## WHAT NEEDS TO BE DONE
Convert the part of the entries that opens with the line containing "outline --target=nose bridge" and closes with the line containing "Mark the region of every instance of the nose" into a JSON list of strings, one string per line, leaving out blank lines.

## GIVEN DATA
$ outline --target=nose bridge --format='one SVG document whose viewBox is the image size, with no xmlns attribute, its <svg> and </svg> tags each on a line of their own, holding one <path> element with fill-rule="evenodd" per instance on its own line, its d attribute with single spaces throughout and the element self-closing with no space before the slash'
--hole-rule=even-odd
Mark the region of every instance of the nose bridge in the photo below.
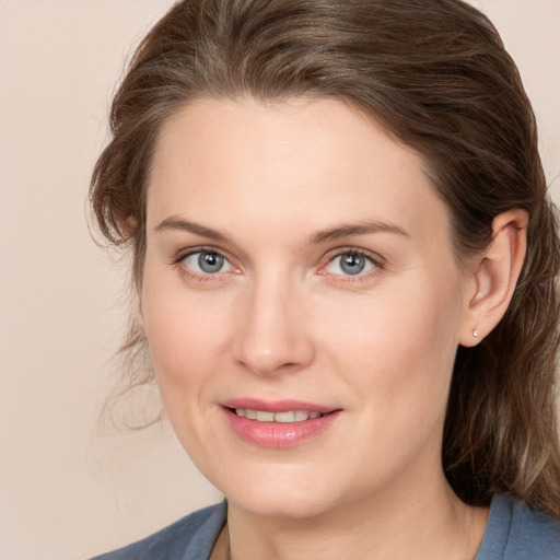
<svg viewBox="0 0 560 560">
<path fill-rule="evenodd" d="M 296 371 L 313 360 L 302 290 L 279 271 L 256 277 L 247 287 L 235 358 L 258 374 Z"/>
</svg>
* * *
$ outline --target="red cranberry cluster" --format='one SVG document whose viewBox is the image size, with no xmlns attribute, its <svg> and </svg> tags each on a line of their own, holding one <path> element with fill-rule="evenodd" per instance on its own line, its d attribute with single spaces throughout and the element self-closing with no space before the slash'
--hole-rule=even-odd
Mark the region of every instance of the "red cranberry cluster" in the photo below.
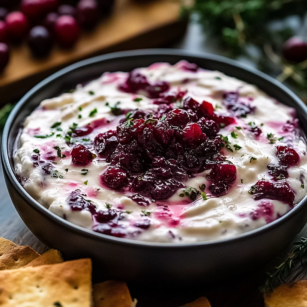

## WRITTEN RESPONSE
[
  "$ outline --target=nose bridge --format='one SVG document whose viewBox is the image size, with no xmlns attribute, its <svg> and </svg> tags each on a line of their own, holding one <path> element with fill-rule=\"evenodd\" per instance on its own line, its d attribute with single spaces throughout and the element self-closing with no space before the slash'",
  "--hole-rule=even-odd",
  "Mark the region of every instance of the nose bridge in the photo below."
]